_Activity_:
Copy out the records again. Change nothing.

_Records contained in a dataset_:
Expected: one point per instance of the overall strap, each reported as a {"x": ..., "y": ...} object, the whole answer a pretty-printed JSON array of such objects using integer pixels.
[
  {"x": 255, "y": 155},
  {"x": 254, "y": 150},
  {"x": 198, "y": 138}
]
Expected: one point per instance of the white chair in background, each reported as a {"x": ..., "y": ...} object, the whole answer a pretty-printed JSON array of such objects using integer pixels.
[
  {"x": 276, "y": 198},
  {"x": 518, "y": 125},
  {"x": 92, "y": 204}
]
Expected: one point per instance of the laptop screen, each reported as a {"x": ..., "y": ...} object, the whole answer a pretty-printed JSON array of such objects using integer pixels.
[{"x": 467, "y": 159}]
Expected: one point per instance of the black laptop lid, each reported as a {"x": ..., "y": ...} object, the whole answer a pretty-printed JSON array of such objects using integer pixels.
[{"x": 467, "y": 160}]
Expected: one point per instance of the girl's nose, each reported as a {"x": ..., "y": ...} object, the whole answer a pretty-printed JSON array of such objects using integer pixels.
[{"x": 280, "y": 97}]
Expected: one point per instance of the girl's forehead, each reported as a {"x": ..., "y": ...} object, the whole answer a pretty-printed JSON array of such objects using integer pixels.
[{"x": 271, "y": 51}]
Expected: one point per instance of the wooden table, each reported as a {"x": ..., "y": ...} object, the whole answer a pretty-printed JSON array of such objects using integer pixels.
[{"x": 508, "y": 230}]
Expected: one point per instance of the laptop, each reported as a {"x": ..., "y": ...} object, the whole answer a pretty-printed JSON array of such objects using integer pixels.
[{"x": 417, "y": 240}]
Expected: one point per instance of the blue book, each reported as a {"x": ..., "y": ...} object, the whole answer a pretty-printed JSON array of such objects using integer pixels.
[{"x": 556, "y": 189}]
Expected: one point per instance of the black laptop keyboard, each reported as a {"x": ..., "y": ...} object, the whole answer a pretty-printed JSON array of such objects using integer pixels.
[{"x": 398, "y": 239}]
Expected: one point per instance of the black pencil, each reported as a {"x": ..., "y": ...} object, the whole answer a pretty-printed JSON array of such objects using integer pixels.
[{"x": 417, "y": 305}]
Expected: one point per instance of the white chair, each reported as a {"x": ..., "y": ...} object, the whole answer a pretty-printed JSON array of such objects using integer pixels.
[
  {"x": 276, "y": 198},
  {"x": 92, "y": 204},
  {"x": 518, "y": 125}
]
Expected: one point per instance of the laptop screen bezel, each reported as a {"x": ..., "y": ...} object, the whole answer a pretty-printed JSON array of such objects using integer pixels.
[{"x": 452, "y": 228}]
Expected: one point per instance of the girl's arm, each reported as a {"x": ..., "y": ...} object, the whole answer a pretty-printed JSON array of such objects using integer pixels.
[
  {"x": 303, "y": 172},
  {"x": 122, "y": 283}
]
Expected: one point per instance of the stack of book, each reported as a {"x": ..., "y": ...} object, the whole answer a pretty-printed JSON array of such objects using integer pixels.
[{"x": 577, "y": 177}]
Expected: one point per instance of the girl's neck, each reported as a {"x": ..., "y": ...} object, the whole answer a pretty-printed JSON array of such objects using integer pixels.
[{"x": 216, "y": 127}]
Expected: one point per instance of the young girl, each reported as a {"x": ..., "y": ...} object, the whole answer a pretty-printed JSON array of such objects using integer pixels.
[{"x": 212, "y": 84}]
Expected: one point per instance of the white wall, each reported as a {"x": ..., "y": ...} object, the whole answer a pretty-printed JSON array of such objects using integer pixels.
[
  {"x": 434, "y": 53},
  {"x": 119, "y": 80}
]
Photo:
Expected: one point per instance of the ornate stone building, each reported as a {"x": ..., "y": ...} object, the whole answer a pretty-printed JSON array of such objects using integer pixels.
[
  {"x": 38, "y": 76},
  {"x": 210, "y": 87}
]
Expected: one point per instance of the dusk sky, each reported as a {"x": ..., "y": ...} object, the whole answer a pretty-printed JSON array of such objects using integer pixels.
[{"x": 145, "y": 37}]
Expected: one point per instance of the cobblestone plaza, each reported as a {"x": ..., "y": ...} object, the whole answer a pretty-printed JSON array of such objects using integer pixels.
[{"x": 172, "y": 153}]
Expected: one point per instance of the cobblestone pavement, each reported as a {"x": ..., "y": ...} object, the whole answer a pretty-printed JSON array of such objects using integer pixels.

_Response area_:
Expected: one point per instance of the overall strap, each reported as a {"x": ..., "y": ...} object, the whole answer a pretty-printed JSON array of such objects using integer pixels.
[
  {"x": 255, "y": 155},
  {"x": 254, "y": 150},
  {"x": 198, "y": 138}
]
Expected: one point per instance of the white chair in background, each reported as a {"x": ..., "y": ...} object, the whole answer a pretty-printed JSON array of such objects using integer pixels.
[
  {"x": 276, "y": 198},
  {"x": 518, "y": 125},
  {"x": 92, "y": 204}
]
Expected: one point per instance of the laptop screen, each reported as a {"x": ..., "y": ...} object, the whole answer a pretty-printed JSON array of such objects using integer pixels.
[{"x": 467, "y": 159}]
Expected: one point per instance of the black laptop lid, each reported as a {"x": ..., "y": ...} object, the whole answer a pretty-printed JSON array of such objects using integer pixels.
[{"x": 467, "y": 160}]
Expected: one point per instance of the girl's nose, each reported as a {"x": ..., "y": ...} object, the whole answer a pretty-printed JSON array of such objects using integer pixels.
[{"x": 280, "y": 97}]
Expected: one point per instance of the girl's forehead, each reported as a {"x": ..., "y": ...} object, the whole answer a pretty-printed JSON array of such objects using integer pixels.
[{"x": 271, "y": 51}]
Expected: one point per instance of the wooden table, each reported as a {"x": ..., "y": ...} object, the whole answer a pretty-printed JSON array of such objects using integer pixels.
[{"x": 508, "y": 230}]
Expected: one point per instance of the laptop, each reported as a {"x": ..., "y": ...} object, the whole answer a pretty-printed JSON array of such objects using integer pixels.
[{"x": 417, "y": 240}]
Expected: one point per instance of the blue book, each reported as a {"x": ..., "y": ...} object, the whole answer a pretty-printed JSON array of such objects using integer pixels.
[{"x": 556, "y": 189}]
Expected: one point per instance of the black laptop keyboard, each reported as a {"x": ..., "y": ...} object, the whole answer a pretty-printed JSON array of such objects using integer pixels.
[{"x": 398, "y": 239}]
Expected: one point per instance of the black pencil, each reported as a {"x": ..., "y": ...} object, the whole answer a pretty-printed JSON array of such objects using integer pixels.
[{"x": 417, "y": 305}]
Expected: one point per instance of the white chair, each reported as a {"x": ..., "y": ...} object, the whole answer a pretty-printed JSON array of such objects using integer pixels.
[
  {"x": 276, "y": 198},
  {"x": 92, "y": 204},
  {"x": 518, "y": 125}
]
Expected: one point per instance of the laptop screen bezel, each reported as a {"x": ..., "y": ...} object, the whole answer a pretty-printed JSON array of such objects using integer pixels.
[{"x": 452, "y": 228}]
Expected: one point per instance of the girl's arm, each reported as a {"x": ..., "y": ...} object, the whole answer a pretty-printed JSON array of such objects using integer pixels.
[
  {"x": 303, "y": 172},
  {"x": 122, "y": 283}
]
Expected: one point per instance of the stack of book, each reported as a {"x": ..., "y": ...} object, the whole answer a pretty-printed JSON array of such objects using integer pixels.
[{"x": 577, "y": 177}]
Expected: one point per instance of the girl's neck, each reported as a {"x": ..., "y": ...} object, the whole answer a pretty-printed JSON array of such objects using integer pixels.
[{"x": 216, "y": 127}]
Expected: one point per instance of the young girl, each reported as a {"x": ..., "y": ...} object, the whole answer a pretty-printed JSON array of such objects using integer pixels.
[{"x": 212, "y": 84}]
Expected: one point per instance of the white wall, each reported as a {"x": ..., "y": ...} object, the whole answer a pretty-printed JSON array of such objects using integer pixels.
[
  {"x": 434, "y": 53},
  {"x": 119, "y": 80}
]
Photo:
Expected: one point per instance of the ornate stone building, each reported as a {"x": ..., "y": ...} object, the whole answer a pretty-printed JSON array of such objects using integer pixels.
[
  {"x": 38, "y": 76},
  {"x": 210, "y": 87}
]
Expected: one point per instance of the dusk sky, each reported as a {"x": ..., "y": ...} object, the whole answer a pretty-printed JSON array of such objects using integer pixels.
[{"x": 145, "y": 37}]
Expected: one point per instance of the cobblestone plaza, each reported as a {"x": ..., "y": ...} object, the whole answer a pretty-printed JSON array of such objects using integer pixels.
[{"x": 172, "y": 153}]
Expected: one point per instance of the cobblestone pavement, each reported as a {"x": ..., "y": ...} object, the whole answer a pretty-printed JSON array of such objects using integer pixels.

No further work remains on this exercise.